§ TASK REQUIREMENTS
Extract each line of the entries below that contains the string "ymin". Letter case is significant.

** BEGIN EXTRACTED MATERIAL **

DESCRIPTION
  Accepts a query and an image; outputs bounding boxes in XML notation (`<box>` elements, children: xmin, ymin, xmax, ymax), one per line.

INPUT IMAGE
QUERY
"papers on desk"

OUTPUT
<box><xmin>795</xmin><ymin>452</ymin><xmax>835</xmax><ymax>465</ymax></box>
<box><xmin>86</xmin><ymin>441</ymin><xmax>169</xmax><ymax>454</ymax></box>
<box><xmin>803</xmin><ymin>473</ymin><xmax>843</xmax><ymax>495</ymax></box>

** END EXTRACTED MATERIAL **
** BEGIN EXTRACTED MATERIAL **

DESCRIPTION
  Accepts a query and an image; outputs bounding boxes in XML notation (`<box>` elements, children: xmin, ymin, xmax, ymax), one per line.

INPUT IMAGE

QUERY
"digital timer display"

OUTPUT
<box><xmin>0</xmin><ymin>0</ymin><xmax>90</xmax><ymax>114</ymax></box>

** END EXTRACTED MATERIAL **

§ RESPONSE FOR THIS EXERCISE
  Accepts a query and an image; outputs bounding boxes in XML notation (`<box>` elements, children: xmin, ymin, xmax, ymax), one per line.
<box><xmin>795</xmin><ymin>452</ymin><xmax>835</xmax><ymax>465</ymax></box>
<box><xmin>86</xmin><ymin>441</ymin><xmax>169</xmax><ymax>454</ymax></box>
<box><xmin>803</xmin><ymin>473</ymin><xmax>843</xmax><ymax>495</ymax></box>
  Accepts a query and an image; outputs bounding boxes in XML notation (`<box>` elements, children: xmin, ymin, xmax, ymax), one per line.
<box><xmin>0</xmin><ymin>0</ymin><xmax>90</xmax><ymax>114</ymax></box>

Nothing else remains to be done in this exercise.